ACTIVITY →
In your copy of the listing below, reproduce each word exactly and include no pictures.

DATASET CONTENT →
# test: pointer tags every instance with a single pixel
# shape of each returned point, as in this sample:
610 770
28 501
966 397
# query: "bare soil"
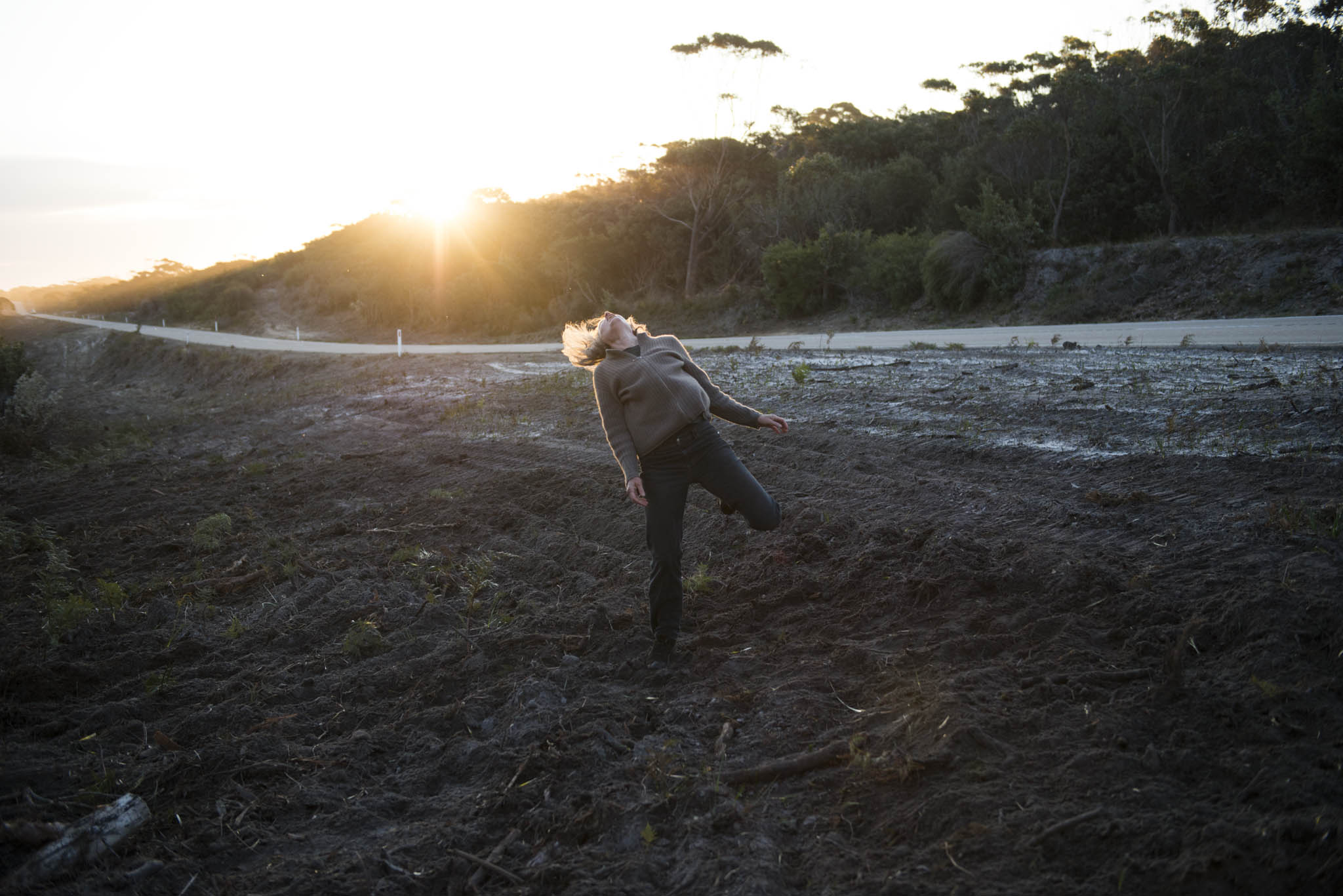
1036 621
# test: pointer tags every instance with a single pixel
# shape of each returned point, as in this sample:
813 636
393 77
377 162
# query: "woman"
656 406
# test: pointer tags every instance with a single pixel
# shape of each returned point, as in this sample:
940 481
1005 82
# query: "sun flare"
435 202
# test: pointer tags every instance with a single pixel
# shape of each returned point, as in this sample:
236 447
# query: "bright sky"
205 130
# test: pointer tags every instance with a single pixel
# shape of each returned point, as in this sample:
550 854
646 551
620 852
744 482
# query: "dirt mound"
1207 277
347 623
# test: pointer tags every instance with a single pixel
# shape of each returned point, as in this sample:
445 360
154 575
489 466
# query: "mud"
1064 621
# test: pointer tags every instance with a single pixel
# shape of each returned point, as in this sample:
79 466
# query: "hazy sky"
203 130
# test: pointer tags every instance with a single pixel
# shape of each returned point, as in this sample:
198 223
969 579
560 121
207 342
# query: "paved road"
1290 331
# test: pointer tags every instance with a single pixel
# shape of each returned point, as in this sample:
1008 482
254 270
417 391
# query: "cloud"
45 184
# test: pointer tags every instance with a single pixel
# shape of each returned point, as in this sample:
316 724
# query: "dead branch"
489 864
838 751
226 583
1064 825
854 367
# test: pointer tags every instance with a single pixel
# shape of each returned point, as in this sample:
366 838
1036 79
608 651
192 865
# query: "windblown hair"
582 345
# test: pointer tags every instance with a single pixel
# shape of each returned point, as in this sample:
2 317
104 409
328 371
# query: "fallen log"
84 841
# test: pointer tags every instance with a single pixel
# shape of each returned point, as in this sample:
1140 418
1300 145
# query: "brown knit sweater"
645 398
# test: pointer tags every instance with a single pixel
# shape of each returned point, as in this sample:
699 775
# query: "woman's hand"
634 488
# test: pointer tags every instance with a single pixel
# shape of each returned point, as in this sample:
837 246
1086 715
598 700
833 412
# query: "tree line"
1226 125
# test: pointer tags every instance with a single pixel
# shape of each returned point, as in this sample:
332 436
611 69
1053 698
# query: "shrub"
34 403
814 276
891 267
1009 234
12 366
954 270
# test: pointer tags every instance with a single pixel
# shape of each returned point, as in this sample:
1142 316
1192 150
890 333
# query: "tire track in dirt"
1013 655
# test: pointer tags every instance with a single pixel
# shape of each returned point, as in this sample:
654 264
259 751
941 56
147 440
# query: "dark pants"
694 454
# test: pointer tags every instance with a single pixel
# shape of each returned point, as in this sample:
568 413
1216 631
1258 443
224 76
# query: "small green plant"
160 682
476 575
409 554
112 594
700 581
65 614
363 640
210 534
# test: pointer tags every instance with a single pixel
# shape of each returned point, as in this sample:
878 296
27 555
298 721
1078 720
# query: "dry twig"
1064 825
838 751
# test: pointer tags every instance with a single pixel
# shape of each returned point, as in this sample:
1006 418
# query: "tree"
704 184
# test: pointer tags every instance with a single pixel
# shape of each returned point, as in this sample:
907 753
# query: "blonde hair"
582 345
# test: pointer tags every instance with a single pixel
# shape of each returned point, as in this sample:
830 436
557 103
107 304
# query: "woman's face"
612 328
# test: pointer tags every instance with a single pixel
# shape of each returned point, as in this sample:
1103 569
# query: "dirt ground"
1037 621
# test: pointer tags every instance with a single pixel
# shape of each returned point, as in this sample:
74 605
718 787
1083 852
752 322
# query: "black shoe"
661 653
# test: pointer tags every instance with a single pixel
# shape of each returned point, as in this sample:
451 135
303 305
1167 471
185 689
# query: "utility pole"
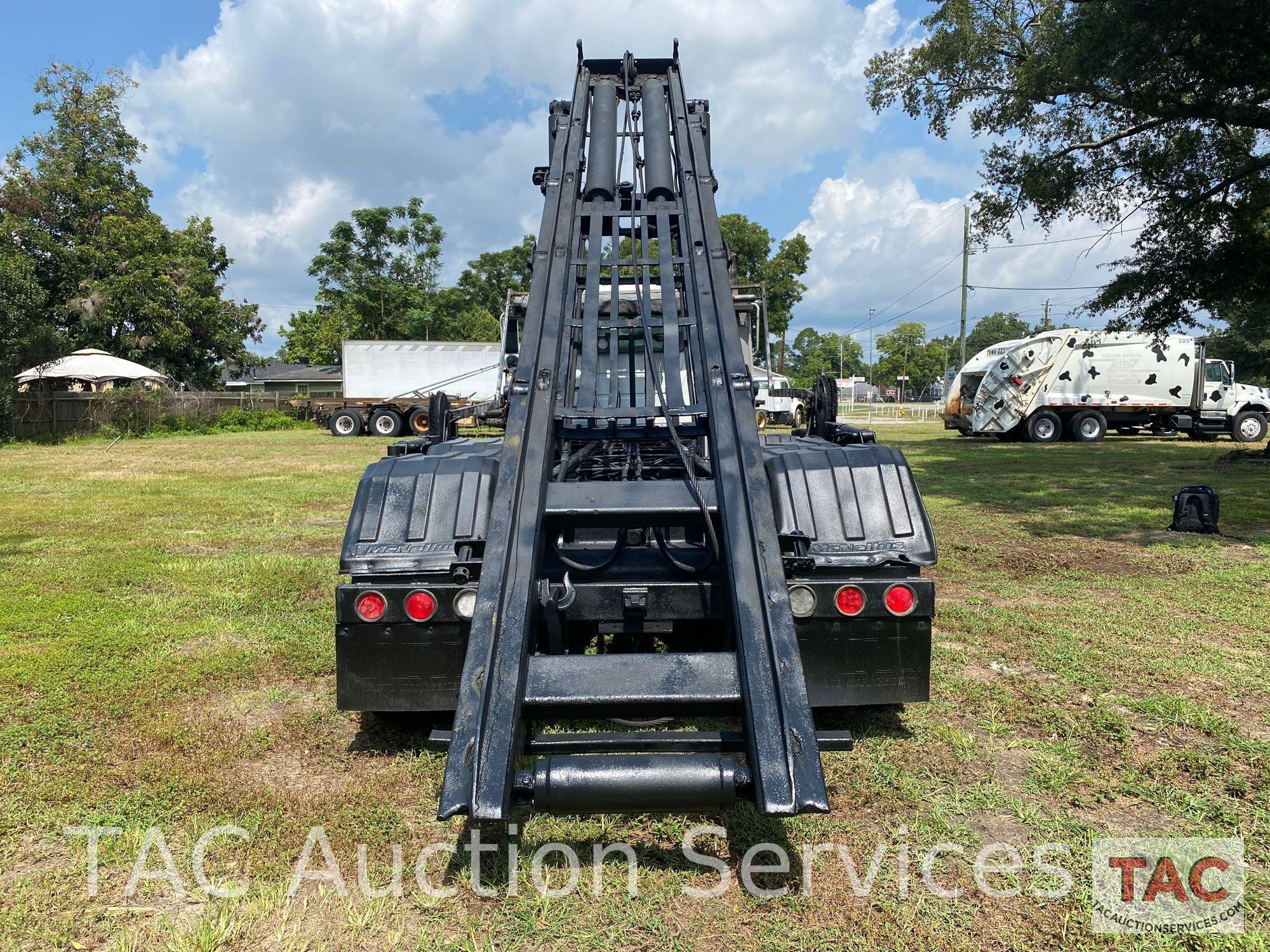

EXERCISE OUTPUT →
# test: pointer tags every instance with a single pixel
# shape of each returned point, as in this sample:
610 770
28 501
966 397
# query: "bare soil"
1036 621
# test: pointer tags every instance with a single pixel
# shape of each returned point, as in this sample:
813 636
393 77
377 162
# query: "woman"
656 406
# test: pointer tags every instance with a single pixel
# shape of each returned point, as in this sample:
940 481
1005 82
# query: "sun flare"
435 202
# test: pointer tags every instance with a single pixel
# shape of each returned point, as in this sample:
236 447
# query: "bright sky"
205 130
# test: pointer tags every instance with a single pixel
# shape of each returned point, as in this sample:
550 854
646 551
620 852
744 482
# query: "dirt mound"
1207 277
347 623
# test: pointer tags every instance with a single pixel
# shape of each returned point, as in this sample:
445 360
154 575
489 466
# query: "mud"
1064 621
# test: pointer tags every instance with a single pixel
# shape of each returned point, as in this sample:
79 466
# query: "hazy sky"
203 130
# test: pointer tags every instance with a single pixel
# shape of each returned point, as in this sample:
198 223
969 579
560 121
207 342
# query: "paved road"
1290 331
# test: pointer tags every instance with a single pixel
# shape of each returned point, as in this sample:
1008 482
254 270
417 391
# query: "cloud"
45 184
# test: pointer tags every instance with a single pixel
# shape of each returned point, as in this sample:
316 724
# query: "dead branch"
489 864
838 751
226 583
1064 825
854 367
# test: pointer tags every instance with a single pixel
# shape of each returned point, as in this sample:
366 838
1036 79
608 651
192 865
# query: "windblown hair"
582 345
# test: pointer tags every instance with a single pixel
# shape of each returned point, as in this sample:
2 317
104 409
328 371
# query: "fallen log"
84 841
# test: pointer tags every instance with a single pixel
# shape of each returned point, as in this sample:
1140 418
1300 145
# query: "brown knit sweater"
645 398
# test: pointer tags every instance with a single pixel
# shape of each returned point, as in this sample:
699 775
# query: "woman's hand"
634 488
# test: pointer tags every instance with a single pixel
# shape of each returned point, as in this sample:
837 246
1086 715
598 700
833 412
# query: "tree line"
1226 125
# test: pointer tags every instance with a single pixel
# shape of each returned point, as in this sample:
332 436
611 69
1053 698
# query: "shrub"
34 403
814 276
891 267
1009 234
12 366
954 270
# test: pointer tags every instance with a single pixel
# shape of each returned point, as in this sample:
1142 316
1192 150
890 333
# query: "tire track in dirt"
1013 655
# test: pointer tags every instance with a single pixel
# shape of each returned point, as in this sample:
654 264
259 751
941 56
147 440
# query: "dark pants"
694 454
# test: pointer tags every instance with a single pixel
# shape of each returned point, as in this sample:
568 413
1216 631
1258 443
224 76
# query: "small green plant"
160 682
476 575
409 554
112 594
700 581
65 614
363 640
210 534
# test: pointer tags every instance with a single pixel
# shape of each returned point, as in this sample:
878 296
27 555
298 721
1078 720
# query: "dry twig"
1064 825
838 751
# test: pointer tags every instance with a single pixel
# shape of each returned point, as in this sample:
1006 418
# query: "tree"
704 184
# test: pointer tags every instance with a single pixel
# shape of each returned point, as in this sample:
907 753
# query: "blonde hair"
582 345
# test: pointer tags every instance with a single pixel
# shape of each returned point, as in this sample:
830 436
557 103
107 304
# query: "woman's face"
612 328
# test: pointer tags every instance with a single pixel
# shape of each returned point, as in this sample:
1103 569
# query: "dirt ground"
1037 621
# test: pointer tags every instance with a single pixel
# shape of each returned point, as in this sample:
74 605
718 787
1083 852
752 322
# query: "black shoe"
661 653
# test: pointer tags every instance with a single pixel
# shape of each returned point, as in this sample:
451 135
303 305
1167 471
185 689
# query: "utility pole"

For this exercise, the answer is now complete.